Transcribe exactly the line containing "Question. Place a dot on every instance of the framed" and every line after it, through the end of the records below.
-=-=-=-=-
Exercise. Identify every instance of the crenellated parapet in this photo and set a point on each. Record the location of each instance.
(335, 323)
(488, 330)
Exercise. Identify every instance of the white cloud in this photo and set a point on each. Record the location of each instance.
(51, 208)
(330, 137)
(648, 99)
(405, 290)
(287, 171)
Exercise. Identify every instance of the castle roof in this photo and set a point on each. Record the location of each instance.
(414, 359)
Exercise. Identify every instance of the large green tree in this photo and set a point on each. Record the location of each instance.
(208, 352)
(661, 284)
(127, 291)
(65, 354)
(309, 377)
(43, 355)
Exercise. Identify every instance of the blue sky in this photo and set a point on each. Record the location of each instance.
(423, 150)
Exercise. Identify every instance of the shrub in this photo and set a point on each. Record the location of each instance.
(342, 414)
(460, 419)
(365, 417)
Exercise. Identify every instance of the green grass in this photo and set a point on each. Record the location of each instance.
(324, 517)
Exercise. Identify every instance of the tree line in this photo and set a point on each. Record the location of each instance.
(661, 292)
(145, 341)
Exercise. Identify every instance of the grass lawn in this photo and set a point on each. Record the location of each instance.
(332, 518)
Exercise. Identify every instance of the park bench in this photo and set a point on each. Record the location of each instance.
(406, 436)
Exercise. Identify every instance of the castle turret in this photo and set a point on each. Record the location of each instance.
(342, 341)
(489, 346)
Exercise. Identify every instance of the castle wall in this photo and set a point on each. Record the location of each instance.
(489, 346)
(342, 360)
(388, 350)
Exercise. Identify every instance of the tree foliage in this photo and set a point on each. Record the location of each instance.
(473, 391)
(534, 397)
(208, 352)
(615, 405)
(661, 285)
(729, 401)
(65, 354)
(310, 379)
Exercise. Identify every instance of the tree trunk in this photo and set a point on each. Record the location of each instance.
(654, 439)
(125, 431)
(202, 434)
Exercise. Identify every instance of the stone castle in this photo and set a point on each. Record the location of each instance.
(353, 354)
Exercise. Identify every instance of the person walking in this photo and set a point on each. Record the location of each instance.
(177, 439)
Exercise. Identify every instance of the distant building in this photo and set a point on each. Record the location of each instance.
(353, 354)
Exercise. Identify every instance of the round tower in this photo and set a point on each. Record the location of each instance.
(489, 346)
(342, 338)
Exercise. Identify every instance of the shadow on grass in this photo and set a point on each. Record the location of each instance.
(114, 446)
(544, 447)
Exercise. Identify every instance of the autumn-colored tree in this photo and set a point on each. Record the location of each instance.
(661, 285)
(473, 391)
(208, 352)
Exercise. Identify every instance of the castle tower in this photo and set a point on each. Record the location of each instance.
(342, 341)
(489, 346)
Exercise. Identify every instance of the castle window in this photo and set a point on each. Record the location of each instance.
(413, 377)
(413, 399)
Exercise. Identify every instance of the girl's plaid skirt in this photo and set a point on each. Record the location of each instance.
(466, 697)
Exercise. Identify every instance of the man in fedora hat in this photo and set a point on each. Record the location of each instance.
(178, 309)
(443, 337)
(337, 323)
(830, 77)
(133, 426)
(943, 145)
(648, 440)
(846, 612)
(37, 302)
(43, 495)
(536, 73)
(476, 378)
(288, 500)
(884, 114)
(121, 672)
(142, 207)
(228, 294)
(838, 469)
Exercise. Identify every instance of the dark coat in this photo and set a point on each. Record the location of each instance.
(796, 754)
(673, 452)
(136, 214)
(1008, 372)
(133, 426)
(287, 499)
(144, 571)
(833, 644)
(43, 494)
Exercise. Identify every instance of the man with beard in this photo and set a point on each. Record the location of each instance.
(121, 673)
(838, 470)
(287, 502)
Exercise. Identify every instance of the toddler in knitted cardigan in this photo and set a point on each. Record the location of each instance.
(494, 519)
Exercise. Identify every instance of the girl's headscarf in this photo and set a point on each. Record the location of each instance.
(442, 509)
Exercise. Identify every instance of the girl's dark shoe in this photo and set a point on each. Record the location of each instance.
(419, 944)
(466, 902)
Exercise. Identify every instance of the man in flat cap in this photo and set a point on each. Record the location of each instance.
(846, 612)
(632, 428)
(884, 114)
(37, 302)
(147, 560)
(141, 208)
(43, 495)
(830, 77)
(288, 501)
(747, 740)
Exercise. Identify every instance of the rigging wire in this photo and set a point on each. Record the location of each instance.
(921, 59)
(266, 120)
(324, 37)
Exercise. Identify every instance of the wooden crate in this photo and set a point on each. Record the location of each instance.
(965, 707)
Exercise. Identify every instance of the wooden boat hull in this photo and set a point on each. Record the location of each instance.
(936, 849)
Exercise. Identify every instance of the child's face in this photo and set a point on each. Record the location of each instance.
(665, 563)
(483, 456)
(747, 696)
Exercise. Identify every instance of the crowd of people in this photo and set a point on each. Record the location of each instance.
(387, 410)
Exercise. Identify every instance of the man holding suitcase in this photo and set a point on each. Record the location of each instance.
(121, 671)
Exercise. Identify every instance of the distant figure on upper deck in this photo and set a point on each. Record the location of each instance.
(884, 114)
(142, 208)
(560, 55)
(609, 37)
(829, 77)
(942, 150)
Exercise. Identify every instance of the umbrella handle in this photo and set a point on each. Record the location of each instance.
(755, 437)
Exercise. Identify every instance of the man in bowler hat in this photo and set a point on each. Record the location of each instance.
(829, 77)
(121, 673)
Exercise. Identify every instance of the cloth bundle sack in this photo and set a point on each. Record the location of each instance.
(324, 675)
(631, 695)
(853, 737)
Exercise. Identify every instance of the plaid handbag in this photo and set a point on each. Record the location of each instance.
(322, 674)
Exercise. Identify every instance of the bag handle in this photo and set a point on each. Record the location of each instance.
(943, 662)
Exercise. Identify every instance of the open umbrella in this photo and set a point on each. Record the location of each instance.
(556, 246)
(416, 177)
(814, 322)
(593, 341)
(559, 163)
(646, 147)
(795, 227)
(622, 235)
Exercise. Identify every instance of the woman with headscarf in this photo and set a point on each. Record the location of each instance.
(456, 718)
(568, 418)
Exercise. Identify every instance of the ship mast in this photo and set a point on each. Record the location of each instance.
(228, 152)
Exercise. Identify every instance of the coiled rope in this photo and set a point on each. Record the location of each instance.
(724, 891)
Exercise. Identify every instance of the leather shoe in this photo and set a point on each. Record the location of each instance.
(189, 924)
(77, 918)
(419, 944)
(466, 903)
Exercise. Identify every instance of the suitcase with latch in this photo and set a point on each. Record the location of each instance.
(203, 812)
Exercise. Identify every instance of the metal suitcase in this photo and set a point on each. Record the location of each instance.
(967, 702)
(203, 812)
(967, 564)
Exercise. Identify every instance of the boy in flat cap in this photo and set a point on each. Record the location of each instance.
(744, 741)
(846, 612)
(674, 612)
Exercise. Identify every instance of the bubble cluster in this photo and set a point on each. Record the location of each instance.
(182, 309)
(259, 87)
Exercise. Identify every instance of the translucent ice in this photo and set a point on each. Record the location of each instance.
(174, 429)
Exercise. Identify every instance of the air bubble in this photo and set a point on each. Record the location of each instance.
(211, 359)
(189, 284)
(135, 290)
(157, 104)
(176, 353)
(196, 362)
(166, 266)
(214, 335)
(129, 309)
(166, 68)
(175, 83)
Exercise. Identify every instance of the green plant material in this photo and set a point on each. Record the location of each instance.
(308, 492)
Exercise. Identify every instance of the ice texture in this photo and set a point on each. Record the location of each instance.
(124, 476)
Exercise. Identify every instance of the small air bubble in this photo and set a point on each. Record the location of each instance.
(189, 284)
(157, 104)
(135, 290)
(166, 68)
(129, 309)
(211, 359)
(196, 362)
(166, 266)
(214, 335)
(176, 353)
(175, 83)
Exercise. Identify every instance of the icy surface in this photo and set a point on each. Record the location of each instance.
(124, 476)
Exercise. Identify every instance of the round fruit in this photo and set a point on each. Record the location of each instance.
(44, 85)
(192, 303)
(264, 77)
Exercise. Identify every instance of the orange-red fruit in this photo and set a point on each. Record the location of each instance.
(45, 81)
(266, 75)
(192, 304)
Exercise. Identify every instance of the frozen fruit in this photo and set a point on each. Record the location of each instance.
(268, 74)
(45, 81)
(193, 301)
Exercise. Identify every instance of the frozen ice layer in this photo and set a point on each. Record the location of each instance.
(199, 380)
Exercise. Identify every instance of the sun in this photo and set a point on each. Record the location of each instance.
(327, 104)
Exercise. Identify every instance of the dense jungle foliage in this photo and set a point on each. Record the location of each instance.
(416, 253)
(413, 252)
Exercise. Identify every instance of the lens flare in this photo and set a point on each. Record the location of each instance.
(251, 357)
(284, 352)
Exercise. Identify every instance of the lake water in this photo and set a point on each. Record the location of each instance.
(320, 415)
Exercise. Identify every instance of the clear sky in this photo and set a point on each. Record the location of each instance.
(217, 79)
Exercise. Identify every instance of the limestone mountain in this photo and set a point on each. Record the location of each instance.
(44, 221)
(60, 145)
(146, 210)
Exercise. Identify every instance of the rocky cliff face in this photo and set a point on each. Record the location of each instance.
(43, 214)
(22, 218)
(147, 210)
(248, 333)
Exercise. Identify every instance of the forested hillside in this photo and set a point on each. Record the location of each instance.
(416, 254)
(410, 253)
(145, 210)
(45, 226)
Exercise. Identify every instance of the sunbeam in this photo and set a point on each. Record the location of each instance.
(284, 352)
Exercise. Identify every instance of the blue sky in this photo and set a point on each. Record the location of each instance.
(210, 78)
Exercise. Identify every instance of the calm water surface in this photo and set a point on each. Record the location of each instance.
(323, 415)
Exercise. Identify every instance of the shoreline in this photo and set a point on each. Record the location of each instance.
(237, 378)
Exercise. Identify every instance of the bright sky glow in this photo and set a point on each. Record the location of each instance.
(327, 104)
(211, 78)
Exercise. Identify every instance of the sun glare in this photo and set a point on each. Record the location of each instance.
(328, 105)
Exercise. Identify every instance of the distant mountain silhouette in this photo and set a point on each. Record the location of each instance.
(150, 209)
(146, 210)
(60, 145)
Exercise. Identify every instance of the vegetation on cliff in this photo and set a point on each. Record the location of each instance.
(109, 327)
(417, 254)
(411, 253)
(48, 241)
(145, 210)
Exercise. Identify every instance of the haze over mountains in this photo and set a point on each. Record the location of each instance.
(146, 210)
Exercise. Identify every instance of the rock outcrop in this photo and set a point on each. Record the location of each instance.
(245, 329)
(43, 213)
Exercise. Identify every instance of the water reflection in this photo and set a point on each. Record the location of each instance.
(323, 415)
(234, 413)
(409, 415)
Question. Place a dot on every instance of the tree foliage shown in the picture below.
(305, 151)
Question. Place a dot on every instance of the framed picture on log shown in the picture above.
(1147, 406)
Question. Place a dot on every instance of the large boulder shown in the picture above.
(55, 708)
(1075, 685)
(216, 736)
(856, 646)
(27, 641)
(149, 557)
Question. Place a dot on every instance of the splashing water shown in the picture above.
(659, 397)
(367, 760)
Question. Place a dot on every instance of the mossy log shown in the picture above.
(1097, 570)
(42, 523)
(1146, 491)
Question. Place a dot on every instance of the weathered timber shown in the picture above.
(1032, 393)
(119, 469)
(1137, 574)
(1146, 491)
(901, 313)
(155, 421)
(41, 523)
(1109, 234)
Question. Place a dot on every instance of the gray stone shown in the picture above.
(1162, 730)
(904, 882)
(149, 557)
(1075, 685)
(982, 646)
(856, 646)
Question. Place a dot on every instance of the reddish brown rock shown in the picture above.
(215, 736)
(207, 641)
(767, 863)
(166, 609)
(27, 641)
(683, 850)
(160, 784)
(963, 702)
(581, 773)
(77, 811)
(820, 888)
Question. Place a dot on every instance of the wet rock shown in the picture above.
-=-=-=-=-
RESULT OF THIS TASK:
Question. Place a dot on every instance of the framed picture on log shown in the picture above.
(1147, 406)
Question. Place a dot on every instance of the large boulder shown in the picture above.
(55, 708)
(1075, 685)
(216, 736)
(856, 646)
(27, 641)
(149, 557)
Question. Place a dot on every instance of the splashing water shown in the picture above.
(659, 397)
(367, 760)
Question. Place a dot on every instance of the mossy log shown in the picture above.
(1097, 570)
(42, 523)
(1146, 491)
Question. Place a dot on every instance of the weathered timber shown in the picture above.
(1032, 393)
(119, 469)
(1137, 574)
(1146, 491)
(901, 313)
(155, 421)
(41, 523)
(1109, 234)
Question. Place a dot on every instance of the gray stone shown in the picture above.
(1162, 730)
(904, 882)
(149, 557)
(1075, 685)
(982, 646)
(856, 646)
Question. Place a dot on every instance of the reddish brown rock shown in the picture above.
(215, 736)
(207, 641)
(767, 863)
(166, 609)
(27, 641)
(683, 850)
(160, 784)
(963, 702)
(581, 773)
(77, 811)
(820, 888)
Question. Place a dot on every instance of the wet rock shown in the picture above.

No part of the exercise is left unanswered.